>> START Task input

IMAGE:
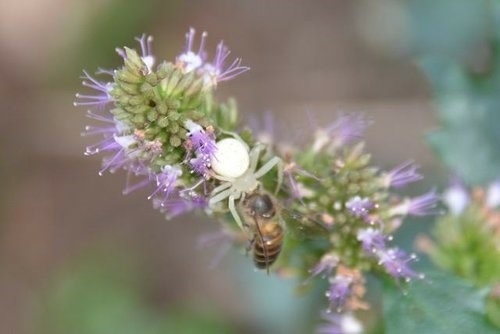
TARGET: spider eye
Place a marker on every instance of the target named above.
(231, 159)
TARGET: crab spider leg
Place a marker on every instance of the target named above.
(234, 212)
(254, 158)
(219, 197)
(220, 188)
(275, 161)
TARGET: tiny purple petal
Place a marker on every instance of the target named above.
(402, 175)
(217, 72)
(347, 128)
(359, 207)
(372, 240)
(166, 181)
(189, 60)
(201, 164)
(325, 266)
(179, 204)
(339, 291)
(420, 206)
(396, 262)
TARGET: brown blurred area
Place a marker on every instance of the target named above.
(304, 55)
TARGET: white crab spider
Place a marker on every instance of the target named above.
(234, 164)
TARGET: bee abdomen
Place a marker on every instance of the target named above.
(266, 251)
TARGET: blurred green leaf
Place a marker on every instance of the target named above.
(441, 304)
(468, 105)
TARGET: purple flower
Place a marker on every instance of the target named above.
(372, 240)
(396, 262)
(101, 95)
(213, 72)
(336, 323)
(345, 130)
(201, 165)
(119, 146)
(420, 206)
(204, 146)
(325, 266)
(359, 207)
(166, 181)
(146, 43)
(216, 71)
(189, 60)
(339, 291)
(203, 142)
(402, 175)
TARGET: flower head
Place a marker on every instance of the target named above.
(402, 175)
(420, 206)
(147, 57)
(212, 72)
(217, 71)
(166, 181)
(372, 240)
(190, 60)
(325, 266)
(339, 291)
(179, 204)
(359, 207)
(396, 262)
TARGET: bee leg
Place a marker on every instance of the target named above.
(234, 212)
(250, 245)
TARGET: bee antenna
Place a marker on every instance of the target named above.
(264, 248)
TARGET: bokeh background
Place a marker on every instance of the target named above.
(78, 257)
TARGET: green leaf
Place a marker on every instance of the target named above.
(441, 304)
(465, 88)
(468, 105)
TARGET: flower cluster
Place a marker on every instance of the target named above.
(160, 122)
(467, 238)
(351, 209)
(156, 120)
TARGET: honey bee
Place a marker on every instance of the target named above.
(262, 218)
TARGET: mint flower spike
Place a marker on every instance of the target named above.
(402, 175)
(189, 60)
(339, 291)
(100, 98)
(213, 72)
(396, 263)
(146, 43)
(216, 71)
(424, 205)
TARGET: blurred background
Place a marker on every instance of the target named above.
(78, 257)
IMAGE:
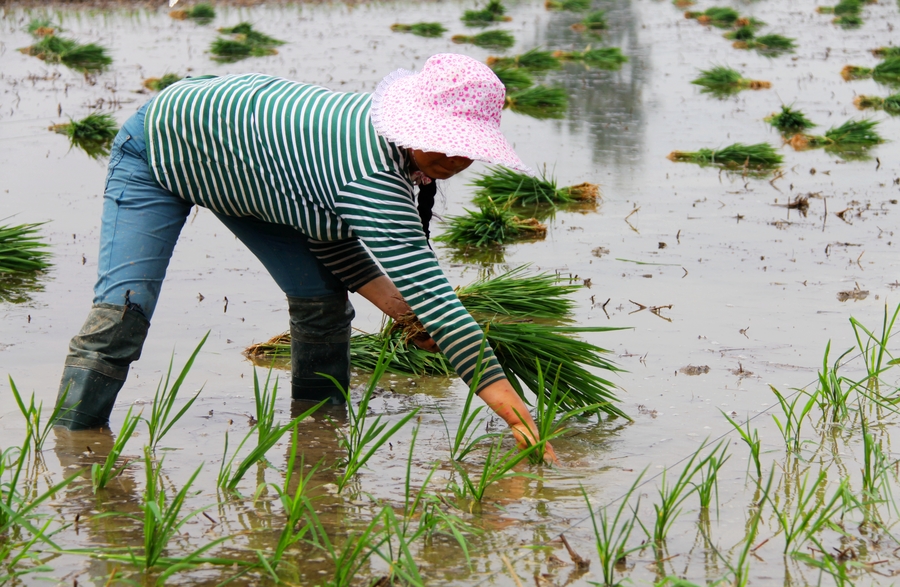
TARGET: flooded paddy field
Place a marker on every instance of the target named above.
(728, 284)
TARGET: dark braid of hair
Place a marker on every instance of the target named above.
(425, 204)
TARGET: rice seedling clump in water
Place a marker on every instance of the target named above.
(84, 58)
(489, 39)
(493, 12)
(157, 84)
(758, 156)
(93, 134)
(789, 121)
(422, 29)
(21, 250)
(534, 59)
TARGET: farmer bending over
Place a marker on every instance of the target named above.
(310, 181)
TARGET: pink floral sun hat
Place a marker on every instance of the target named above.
(452, 107)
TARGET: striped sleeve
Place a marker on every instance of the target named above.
(380, 210)
(348, 260)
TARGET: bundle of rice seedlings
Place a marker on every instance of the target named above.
(493, 12)
(504, 187)
(724, 80)
(490, 225)
(593, 22)
(83, 58)
(888, 71)
(758, 156)
(21, 251)
(93, 134)
(886, 52)
(246, 43)
(157, 84)
(891, 104)
(789, 121)
(202, 13)
(515, 80)
(570, 5)
(488, 39)
(539, 102)
(603, 58)
(535, 59)
(422, 29)
(852, 134)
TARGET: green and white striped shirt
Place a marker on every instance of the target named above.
(307, 157)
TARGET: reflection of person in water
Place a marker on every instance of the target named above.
(311, 181)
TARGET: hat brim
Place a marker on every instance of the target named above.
(426, 130)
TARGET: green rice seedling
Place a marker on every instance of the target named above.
(789, 121)
(721, 80)
(514, 79)
(158, 84)
(535, 59)
(886, 52)
(487, 39)
(494, 11)
(32, 415)
(94, 134)
(504, 187)
(161, 421)
(103, 473)
(569, 5)
(812, 513)
(594, 22)
(539, 102)
(751, 439)
(422, 29)
(610, 58)
(612, 532)
(201, 13)
(21, 250)
(794, 414)
(364, 437)
(736, 156)
(90, 58)
(490, 225)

>> END Task input

Task brief → Repeat each entry exactly as given; no pictures belong in the copy.

Written answer →
IMAGE:
TARGET: spider eye
Place a marker on every instance of the target named above.
(231, 159)
TARGET: crab spider leg
Place a marker on every instance of the target named above.
(234, 212)
(254, 158)
(219, 197)
(220, 188)
(275, 161)
TARGET: tiny purple petal
Place a marker on every instance of the target named above.
(402, 175)
(217, 72)
(347, 128)
(359, 207)
(372, 240)
(166, 181)
(189, 60)
(201, 164)
(325, 266)
(179, 204)
(339, 291)
(420, 206)
(396, 262)
TARGET: brown blurred area
Place a marker on every instance of the target named above.
(304, 55)
TARGET: white crab spider
Place a marker on every instance of the target named above.
(234, 164)
TARGET: bee abdomen
Place a marker on every instance of the target named above.
(266, 251)
TARGET: blurred green leaf
Place a marker on every instance of the target named above.
(441, 304)
(468, 105)
TARGET: purple flower
Place a marker on every instance of the target named above.
(372, 240)
(396, 262)
(101, 95)
(213, 72)
(336, 323)
(345, 130)
(201, 165)
(119, 146)
(420, 206)
(204, 146)
(325, 266)
(359, 207)
(166, 181)
(146, 43)
(216, 71)
(189, 60)
(339, 291)
(203, 142)
(402, 175)
TARGET: flower head
Place a marker on every instance of the target named above.
(402, 175)
(420, 206)
(147, 57)
(212, 72)
(217, 71)
(166, 181)
(372, 240)
(190, 60)
(325, 266)
(339, 291)
(179, 204)
(359, 207)
(396, 262)
TARGET: bee leg
Place a marker on every instance of the target named above.
(234, 212)
(250, 245)
TARGET: bee antenna
Place a marker on every instance of the target named above.
(264, 248)
TARGET: bokeh background
Place a marker on every instance of the target named above.
(78, 257)
TARGET: green leaf
Place a marker on every instance of the target named above.
(441, 304)
(465, 88)
(468, 105)
TARGET: flower cluster
Place a marker on every instance of the target named above.
(160, 122)
(467, 238)
(351, 209)
(156, 120)
TARGET: honey bee
Place a marker on every instance of the target named above.
(262, 218)
TARGET: mint flower spike
Place a marker on every instance of the target named above.
(402, 175)
(189, 60)
(339, 291)
(100, 98)
(213, 72)
(396, 263)
(146, 43)
(216, 71)
(424, 205)
TARGET: blurred background
Place a marker on every instance of the target named above.
(78, 257)
IMAGE:
TARGET: flooded paddy field
Place a marker on every instance of the target named above.
(728, 284)
TARGET: dark braid of hair
Place a marker on every instance of the target named above.
(425, 204)
TARGET: rice seedling clump in water
Place a marker on every instance of the target named above.
(84, 58)
(489, 39)
(493, 12)
(157, 84)
(758, 156)
(93, 134)
(789, 121)
(422, 29)
(21, 250)
(534, 59)
TARGET: farmer bending over
Place a marker on every instance of the target named above.
(310, 181)
TARGET: pink floral sun hat
Place a marker on every instance of the target named above.
(452, 107)
TARGET: striped sleeve
Place a marker on every instance of the target named above.
(380, 210)
(348, 260)
TARGET: bundle of rice seedlings
Place a marker on every instance of the target named above.
(493, 12)
(504, 187)
(724, 80)
(490, 225)
(593, 22)
(83, 58)
(888, 71)
(758, 156)
(21, 251)
(93, 134)
(886, 52)
(246, 43)
(157, 84)
(891, 104)
(789, 121)
(202, 13)
(515, 80)
(570, 5)
(488, 39)
(539, 102)
(603, 58)
(535, 59)
(422, 29)
(852, 134)
TARGET: green and white striped shirt
Place a marker on every instance of the target named above.
(307, 157)
TARGET: reflection of person in water
Place a marker on every instance of the target named above.
(311, 181)
TARGET: hat brim
Place a marker on every instance of the target named above.
(426, 130)
TARGET: green rice seedling
Place a marker on every instance of the target named above.
(789, 121)
(721, 80)
(514, 79)
(158, 84)
(535, 59)
(886, 52)
(487, 39)
(494, 11)
(32, 415)
(94, 134)
(504, 187)
(161, 421)
(103, 473)
(569, 5)
(812, 513)
(594, 22)
(539, 102)
(751, 439)
(422, 29)
(610, 58)
(612, 532)
(201, 13)
(21, 250)
(794, 414)
(364, 437)
(736, 156)
(90, 58)
(490, 225)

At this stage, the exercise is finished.